YOUR TASK → What you output should match the data below exactly.
Top of DATA EXTRACT
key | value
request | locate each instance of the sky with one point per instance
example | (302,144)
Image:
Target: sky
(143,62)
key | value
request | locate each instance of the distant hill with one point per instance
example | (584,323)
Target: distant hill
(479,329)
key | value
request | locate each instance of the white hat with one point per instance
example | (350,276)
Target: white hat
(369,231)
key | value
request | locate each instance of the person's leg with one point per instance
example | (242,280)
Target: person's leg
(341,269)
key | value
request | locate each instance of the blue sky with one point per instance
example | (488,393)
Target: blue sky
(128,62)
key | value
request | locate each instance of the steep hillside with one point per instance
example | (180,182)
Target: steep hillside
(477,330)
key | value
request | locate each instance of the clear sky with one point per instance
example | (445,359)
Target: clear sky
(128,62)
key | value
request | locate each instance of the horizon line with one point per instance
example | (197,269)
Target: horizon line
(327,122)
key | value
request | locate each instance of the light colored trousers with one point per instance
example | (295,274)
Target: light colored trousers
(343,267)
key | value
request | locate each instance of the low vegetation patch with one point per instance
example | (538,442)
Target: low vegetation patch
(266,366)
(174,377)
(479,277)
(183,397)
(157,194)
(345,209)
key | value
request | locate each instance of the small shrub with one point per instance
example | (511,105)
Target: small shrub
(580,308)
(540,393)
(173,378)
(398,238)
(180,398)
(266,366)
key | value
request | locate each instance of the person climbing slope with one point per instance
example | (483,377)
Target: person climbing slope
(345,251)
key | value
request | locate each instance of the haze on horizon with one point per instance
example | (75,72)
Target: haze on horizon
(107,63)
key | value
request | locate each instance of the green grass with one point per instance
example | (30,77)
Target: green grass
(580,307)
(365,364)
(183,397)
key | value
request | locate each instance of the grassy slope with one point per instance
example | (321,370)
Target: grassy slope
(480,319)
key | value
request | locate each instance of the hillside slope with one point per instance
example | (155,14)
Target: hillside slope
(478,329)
Bottom of DATA EXTRACT
SOLVED EXERCISE →
key | value
request | locate each instance of the sky with one point per instance
example | (302,144)
Image:
Target: sky
(143,62)
key | value
request | locate each instance of the distant hill with one point per instance
example | (584,323)
Target: distant hill
(479,329)
key | value
request | locate each instance of the white hat with one point per instance
example | (350,276)
Target: white hat
(369,231)
key | value
request | locate each instance of the person's leg with one point per instance
example | (242,280)
Target: person's leg
(341,269)
key | value
request | locate each instance of the blue sky with one point per instance
example | (488,393)
Target: blue sky
(128,62)
key | value
request | locate each instance of the steep hillside with one point per instance
example | (180,182)
Target: steep hillside
(477,330)
key | value
request | locate each instance of the clear sky with one point per instance
example | (445,359)
Target: clear sky
(128,62)
key | value
request | locate each instance of the horizon line with one point per instance
example | (197,269)
Target: horizon line
(327,122)
key | value
request | locate each instance of the light colored trousers with one point per instance
example | (295,274)
Target: light colored trousers
(343,267)
key | value
request | locate each instance of the low vegetation patch with one point per instance
example | (538,442)
Target: low vegetation patch
(266,366)
(174,377)
(479,277)
(183,397)
(157,194)
(345,209)
key | value
request | locate each instance of the small shrub with one point per instance
example | (511,105)
Target: small shrub
(580,308)
(540,393)
(173,378)
(398,238)
(180,398)
(266,366)
key | value
request | locate each instance of the person climbing slope with one point per instance
example | (483,377)
Target: person climbing slope
(345,251)
key | value
request | locate each instance of the haze on horizon with one point per instance
example | (75,72)
Target: haze on horizon
(107,63)
key | value
request | locate each instance of the green grass with one point per instance
example | (30,77)
Target: green grass
(580,307)
(365,364)
(183,397)
key | value
request | locate each instance of the grassy slope with one point per instance
example | (321,370)
Target: grassy slope
(480,319)
key | value
request | locate each instance of the hillside slope with one point per instance
example | (155,14)
Target: hillside slope
(478,329)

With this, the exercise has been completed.